KP Sharma Oli was appointed Prime Minister of Nepal for a third time on 13 May 2021 by President Bidya Devi Bhandari, as a minority prime minister, as none of the opposition parties were able to form a majority government or lay their claim for it in the provided time frame. Citing the provision mentioned in Article 76 (3) of the constitution, Oli, being the leader of the largest party in the House of Representatives, was re-appointed prime minister, requiring him to again prove a majority in the house within 30 days from his appointment. On 22 May 2021, House of Representatives was again dissolved for the second time within 6 months by a cabinet decision followed by approval of President with elections set to be held on 12 and 19 November in two phases.

_EXERCISES_:
[A] According to the passage on Oli's third appointment, which constitutional provision was cited when he was re-appointed prime minister?
[B] Please carry on the passage about Oli's third term as Nepal's prime minister, picking up after its final sentence.

_ENTRIES_:
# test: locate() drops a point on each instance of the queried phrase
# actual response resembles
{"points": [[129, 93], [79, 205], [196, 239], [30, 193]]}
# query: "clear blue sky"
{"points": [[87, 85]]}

_FINAL RESULTS_:
[A] Article 76 (3) of the constitution.

[B]
After Dissolving Parliament 
On 4 June 2021, the cabinet reshuffle took place when Mahantha-Mahato faction of PSP-N joined the government with 8 cabinet ministers and 2 state ministers while other 5 from UML. Bishnu Prasad Paudel, Raghubir Mahasheth and Rajendra Mahato were made Deputy Prime-minister. While the previous expansion was yet to be clarified by the Supreme Court, Oli made yet another reshuffle and included 7 ministers from UML and 1 from PSP-N. On 22 June, Supreme Court delivered a fresh blow to embattled Prime Minister KP Sharma Oli 20 removing recently appointed ministers. It revealed a care-taker prime-minister can't make such change as per article 77(3) of Constitution of Nepal.

Dissolution of Cabinet 
Supreme court ordered President to appoint Sher Bahadur Deuba as the next Prime Minister Of Nepal within 28 hours of the decision made by  Supreme Court citing article 76(5) of the Constitution of Nepal. Similarly, the  dissolution of House of Representatives was disapproved.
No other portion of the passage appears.